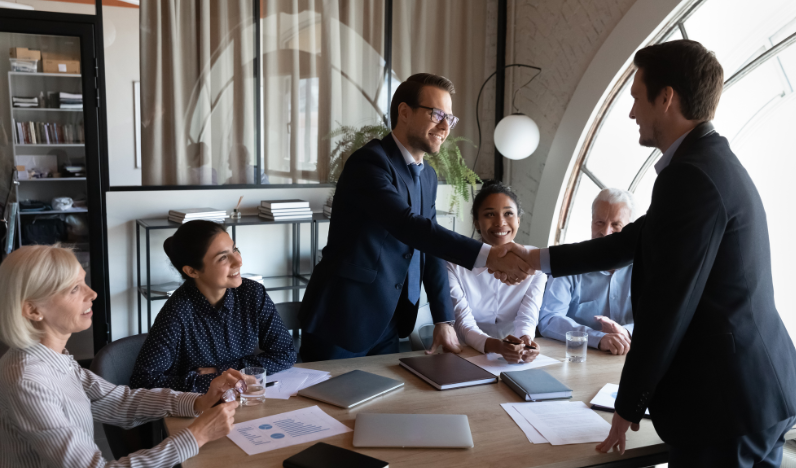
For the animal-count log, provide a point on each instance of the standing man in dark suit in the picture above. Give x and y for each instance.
(384, 240)
(710, 355)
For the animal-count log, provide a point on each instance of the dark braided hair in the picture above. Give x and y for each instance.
(188, 246)
(492, 187)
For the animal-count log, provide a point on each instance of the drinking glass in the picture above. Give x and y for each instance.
(255, 391)
(577, 343)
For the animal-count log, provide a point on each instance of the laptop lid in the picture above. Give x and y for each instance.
(350, 389)
(412, 430)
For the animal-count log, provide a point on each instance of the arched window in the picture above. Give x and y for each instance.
(756, 44)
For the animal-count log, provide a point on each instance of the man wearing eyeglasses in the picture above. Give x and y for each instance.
(384, 240)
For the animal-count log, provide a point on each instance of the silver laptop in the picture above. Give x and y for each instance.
(412, 430)
(351, 388)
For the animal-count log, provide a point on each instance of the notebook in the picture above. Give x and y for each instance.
(446, 371)
(351, 388)
(323, 455)
(535, 384)
(412, 430)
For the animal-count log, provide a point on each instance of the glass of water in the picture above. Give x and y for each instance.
(255, 391)
(577, 343)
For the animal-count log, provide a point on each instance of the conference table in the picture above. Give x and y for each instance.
(498, 441)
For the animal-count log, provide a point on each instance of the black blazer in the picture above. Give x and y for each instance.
(710, 355)
(355, 289)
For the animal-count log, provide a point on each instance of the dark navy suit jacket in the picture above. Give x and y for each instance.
(360, 281)
(710, 355)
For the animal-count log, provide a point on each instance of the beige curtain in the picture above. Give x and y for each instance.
(448, 38)
(323, 67)
(197, 92)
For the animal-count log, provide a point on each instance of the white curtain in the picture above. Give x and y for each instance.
(197, 92)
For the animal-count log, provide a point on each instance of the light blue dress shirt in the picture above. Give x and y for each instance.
(571, 302)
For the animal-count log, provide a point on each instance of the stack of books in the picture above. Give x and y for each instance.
(327, 208)
(70, 101)
(192, 214)
(25, 102)
(285, 210)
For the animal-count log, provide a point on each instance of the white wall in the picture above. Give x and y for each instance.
(265, 250)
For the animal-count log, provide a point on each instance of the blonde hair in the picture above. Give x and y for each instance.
(33, 273)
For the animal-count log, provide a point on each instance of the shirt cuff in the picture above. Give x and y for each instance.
(186, 404)
(480, 261)
(544, 260)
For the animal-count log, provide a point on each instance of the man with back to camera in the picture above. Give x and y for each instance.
(710, 356)
(597, 302)
(384, 240)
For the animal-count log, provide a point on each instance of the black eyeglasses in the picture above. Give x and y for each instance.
(437, 115)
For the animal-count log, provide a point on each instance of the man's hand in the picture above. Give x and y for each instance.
(505, 263)
(445, 336)
(609, 326)
(218, 386)
(615, 343)
(616, 437)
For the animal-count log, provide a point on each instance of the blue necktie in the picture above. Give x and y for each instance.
(413, 277)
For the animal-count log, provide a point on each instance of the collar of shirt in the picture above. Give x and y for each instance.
(667, 156)
(61, 362)
(405, 152)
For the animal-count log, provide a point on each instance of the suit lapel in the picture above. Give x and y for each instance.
(397, 160)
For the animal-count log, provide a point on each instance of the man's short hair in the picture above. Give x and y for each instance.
(615, 196)
(690, 69)
(409, 92)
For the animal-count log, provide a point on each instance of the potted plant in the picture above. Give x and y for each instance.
(448, 162)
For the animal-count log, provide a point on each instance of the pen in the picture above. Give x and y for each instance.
(526, 346)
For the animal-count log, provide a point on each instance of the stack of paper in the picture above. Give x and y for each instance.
(558, 422)
(192, 214)
(495, 363)
(283, 210)
(292, 380)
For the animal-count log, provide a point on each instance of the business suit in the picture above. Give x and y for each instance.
(359, 288)
(710, 355)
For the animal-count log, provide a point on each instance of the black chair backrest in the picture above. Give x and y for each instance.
(115, 363)
(288, 312)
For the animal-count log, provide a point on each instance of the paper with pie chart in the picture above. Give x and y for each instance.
(286, 429)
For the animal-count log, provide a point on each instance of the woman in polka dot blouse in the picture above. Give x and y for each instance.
(214, 321)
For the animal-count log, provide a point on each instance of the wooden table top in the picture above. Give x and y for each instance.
(497, 439)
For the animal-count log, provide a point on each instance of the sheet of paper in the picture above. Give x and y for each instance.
(495, 363)
(530, 432)
(606, 397)
(288, 385)
(566, 422)
(286, 429)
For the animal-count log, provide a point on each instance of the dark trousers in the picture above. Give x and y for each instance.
(759, 450)
(315, 348)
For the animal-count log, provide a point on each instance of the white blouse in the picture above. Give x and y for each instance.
(486, 308)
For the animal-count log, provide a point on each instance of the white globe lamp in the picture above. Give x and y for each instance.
(517, 136)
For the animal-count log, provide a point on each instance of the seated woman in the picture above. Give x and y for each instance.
(48, 403)
(488, 311)
(214, 321)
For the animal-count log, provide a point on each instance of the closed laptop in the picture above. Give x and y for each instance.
(412, 430)
(350, 389)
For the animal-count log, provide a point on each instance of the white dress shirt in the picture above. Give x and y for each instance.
(480, 261)
(48, 405)
(486, 308)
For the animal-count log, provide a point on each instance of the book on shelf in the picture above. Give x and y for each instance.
(271, 217)
(290, 211)
(284, 204)
(198, 213)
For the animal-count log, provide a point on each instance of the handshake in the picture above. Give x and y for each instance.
(511, 263)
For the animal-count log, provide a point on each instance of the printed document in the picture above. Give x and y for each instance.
(565, 422)
(286, 429)
(495, 363)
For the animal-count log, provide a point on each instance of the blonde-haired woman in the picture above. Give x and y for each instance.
(48, 403)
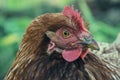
*****
- **GOAL**
Pull out every line of the entries above that contains the word "with", matching case exactly.

- **COMPLETED EXERCISE**
For the animal-count log, provide a point on each instance of the man with back to camera in the picture above. Give x and y for each instance.
For the animal-count log, provide a point on each instance of the paper with pie chart in the picture above. Give x and y for each instance.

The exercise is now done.